*Passage for review*
+ + + +

In the musculoskeletal clinical field, manual segmentation is still the most frequently adopted solution in clinical routine for delineating regions of interest [5], despite the variety of image-based anatomical models and segmentation techniques presented in the literature. Methods for automated segmentation of hip bony structures in CT images are typically based on statistical shape models [6, 7], atlas-based segmentation propagation [8] or, more recently, hybrid approaches [9]. Segmentation of muscles on MR images is more problematic, because of their large inter-subject shape variability and the lack of image contrast between different muscular structures. A common approach for thigh muscles is the incorporation of atlases as priors into conventional segmentation techniques such as active contours or level-set algorithms [10, 11]. Remarkable results were also presented by Gilles et al. [12], who introduced a method to automatically segment hip muscles and bones on MR images by means of deformable multi-resolution simplex meshes. The performances of all discussed methods are strongly reliant on the variability encompassed in the training data set and they are often not suitable for pathological conditions. Klemt et al. [13] addressed this issue by developing a robust automated segmentation framework for abductor muscles on MR in both healthy subjects and patients with MoM prostheses. However, little work combining multimodal imaging for the segmentation of musculoskeletal structures has been proposed so far and it is often limited only to spine applications. An example is the method presented by Castro-Mateos et al. [14], which is based on a fast mesh-to-image registration to extract a surface model of CT-derived vertebrae and MR-derived intervertebral discs. Whilst being very suitable for bony structures, the applicability of this method to patients with hip arthroplasty would be hindered by the presence of metal artefact in the images and by the greater morphological and textural variability of muscles.

Taking advantage of the complementary information derived from CT and MR, we propose a fully automated joint segmentation framework of both modalities from patients treated with MoM arthroplasty. Our processing pipeline was designed to handle clinical data, characterised by highly anisotropic resolution and presence of severe metal artefact induced noise, and allows for a three-dimensional representation of patient-specific musculoskeletal hip anatomy. Key contributions of this work include the use of super resolution reconstruction (SRR) to improve clinical MR image quality; moreover, the development of a robust intra-subject multimodal registration allowed preservation of the rigid structure of bones, while deforming the muscles. Finally, a multi-channel multi-atlas based segmentation propagation guaranteed robustness to the large shape variability in the population.

+ + + +

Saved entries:
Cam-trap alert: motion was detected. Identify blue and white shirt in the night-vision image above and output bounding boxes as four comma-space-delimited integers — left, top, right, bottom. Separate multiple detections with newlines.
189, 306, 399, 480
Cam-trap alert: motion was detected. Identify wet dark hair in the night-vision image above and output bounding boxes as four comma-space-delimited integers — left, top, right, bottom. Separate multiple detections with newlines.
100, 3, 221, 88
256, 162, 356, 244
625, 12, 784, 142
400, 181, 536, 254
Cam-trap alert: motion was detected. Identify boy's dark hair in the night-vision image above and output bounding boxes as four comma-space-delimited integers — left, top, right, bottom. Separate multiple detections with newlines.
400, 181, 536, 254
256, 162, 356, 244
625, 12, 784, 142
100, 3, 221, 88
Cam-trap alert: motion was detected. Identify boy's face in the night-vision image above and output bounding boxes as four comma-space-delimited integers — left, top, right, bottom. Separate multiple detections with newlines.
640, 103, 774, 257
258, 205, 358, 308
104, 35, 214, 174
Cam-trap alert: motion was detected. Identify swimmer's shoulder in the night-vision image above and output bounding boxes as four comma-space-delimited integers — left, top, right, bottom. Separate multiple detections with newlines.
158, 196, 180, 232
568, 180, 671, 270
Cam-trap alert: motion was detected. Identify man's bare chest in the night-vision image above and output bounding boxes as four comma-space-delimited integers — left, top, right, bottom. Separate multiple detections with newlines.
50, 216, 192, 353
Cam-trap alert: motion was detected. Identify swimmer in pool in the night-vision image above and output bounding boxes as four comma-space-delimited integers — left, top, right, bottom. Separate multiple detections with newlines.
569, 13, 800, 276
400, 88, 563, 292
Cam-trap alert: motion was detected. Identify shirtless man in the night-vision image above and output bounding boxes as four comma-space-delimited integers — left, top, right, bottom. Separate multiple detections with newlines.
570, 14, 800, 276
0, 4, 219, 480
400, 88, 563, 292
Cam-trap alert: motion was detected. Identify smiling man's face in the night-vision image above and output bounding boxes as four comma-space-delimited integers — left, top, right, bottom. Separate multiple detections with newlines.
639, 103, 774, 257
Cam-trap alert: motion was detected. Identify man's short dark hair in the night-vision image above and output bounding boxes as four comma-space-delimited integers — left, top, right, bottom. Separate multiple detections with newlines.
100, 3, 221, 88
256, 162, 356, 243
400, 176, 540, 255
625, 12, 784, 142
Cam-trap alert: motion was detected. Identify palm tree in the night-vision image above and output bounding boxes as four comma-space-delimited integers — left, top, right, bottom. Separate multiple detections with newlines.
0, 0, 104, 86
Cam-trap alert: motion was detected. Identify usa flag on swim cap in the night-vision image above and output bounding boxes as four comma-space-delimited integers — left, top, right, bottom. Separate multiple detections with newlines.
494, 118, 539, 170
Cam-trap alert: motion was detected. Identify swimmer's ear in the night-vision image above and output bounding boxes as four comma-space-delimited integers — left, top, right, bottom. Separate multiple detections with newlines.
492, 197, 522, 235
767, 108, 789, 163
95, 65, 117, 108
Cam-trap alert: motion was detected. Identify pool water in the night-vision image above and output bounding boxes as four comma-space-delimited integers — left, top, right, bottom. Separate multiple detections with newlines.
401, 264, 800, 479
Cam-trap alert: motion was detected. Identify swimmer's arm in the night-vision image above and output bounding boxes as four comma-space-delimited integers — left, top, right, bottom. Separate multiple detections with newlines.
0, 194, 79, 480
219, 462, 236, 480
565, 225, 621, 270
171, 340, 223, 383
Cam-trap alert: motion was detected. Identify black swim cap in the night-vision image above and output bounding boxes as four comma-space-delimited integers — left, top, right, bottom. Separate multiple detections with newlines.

+ + + +

*Activity A*
Using the passage on hip segmentation, decide whether each statement agrees with it, answering yes or no and quoting the words that settle it: (i) Manual segmentation remains the most common choice in clinical routine for delineating regions of interest. (ii) Segmenting muscles on MR images is described as less problematic than other segmentation tasks. (iii) The method by Castro-Mateos et al. extracts intervertebral discs from CT.
*Activity B*
Pick up the passage on hip segmentation after its final sentence and continue it.
The saved entries are separate material with no connection to the passage on hip segmentation.

*Reply A*
(i) Yes: "manual segmentation is still the most frequently adopted solution in clinical routine for delineating regions of interest"
(ii) No: "Segmentation of muscles on MR images is more problematic"
(iii) No: "CT-derived vertebrae and MR-derived intervertebral discs"

*Reply B*
2 Materials and Methods

2.1 Dataset and Templates Creation

Our dataset includes retrospectively collected images of 11 MoM hip implanted patients (7 females and 4 males, 10 unilateral and 1 bilateral replacement) who had both a CT and an MR scan acquired on the same day. For the MR acquisitions, a Siemens MAGNETON Avanto 1.5T scanner was employed for all patients, using the MARS MRI protocol proposed in [15], which is characterised by rapid 2D MRI acquisition but high voxel resolution anisotropy. This includes the collection of two T1-weighted Turbo Spin Echo (TSE) images: a high-resolution axial acquisition (TE\(\,{=}\,8\) ms, TR\(\,{=}\,509\) ms, typical imaging resolution\(\,{=}\,0.78 \times 0.78 \times 7.02\) mm\(^3\)) and a high-resolution coronal acquisition (TE\(\,{=}\,7.1\) ms, TR\(\,{=}\,627\) ms, typical imaging resolution\(\,{=}\,1.25 \times 1.25 \times 6.00\) mm\(^3\)). Eight CT images were acquired on a Siemens SOMATOM Sensation 16 CT Scanner, while three on a Siemens SOMATOM Definition AS machine (tube voltage in [80, 120] kVp). The images were processed (see Sect. 2.2), split along the left-right axis of symmetry and separated according to the presence of implant. Manual segmentation of pelvic bones, femora and implant were performed on CT, while Gluteus Maximus (GMAX), Gluteus Medius (GMED), Gluteus Minimus (GMIN) and Tensor Fasciae Latae (TFL) were individually manually delineated on the MR. As a result of these processes, we built two template data sets, composed of 10 implanted and 10 non-implanted hip sides respectively - for the sake of simplicity we will refer to the latter as the healthy data set despite the presence of metal artefact generated by the implanted side. Each template includes a CT image, a registered super-resolution reconstructed MR image and the respective joint manual segmentation of bones, muscles and implant. Within each dataset, the templates were robustly aligned onto the average space based on the method proposed in [13].

Fig. 1.
figure 1

Proposed pipeline for joint automated segmentation of computed tomography (CT) and magnetic resonance (MR) pelvic images. The two modalities are first processed independently to enhance the image quality. Intra-subject multimodal registration is then performed to align them through a non-linear deformation with rigid constraints in bony structures. The registered CT and MR are split along the axis of symmetry and a multi-atlas based segmentation propagation approach is applied to obtain the automated segmentations of each side, which are finally recombined into the full field of view.

2.2 Pipeline for Automated Segmentation

A schematic representation of our processing framework is presented in Fig. 1. The pipeline was implemented in NiPype [16], combining registration and segmentation utilities of NiftyRegFootnote 1, NiftySegFootnote 2 and FSLFootnote 3 software packages with super-resolution reconstruction and the proposed novel multimodal registration framework. Our method is composed of three main blocks which are performed sequentially: image quality enhancement of each modality, intra-subject MR-to-CT registration, and atlas-based segmentation.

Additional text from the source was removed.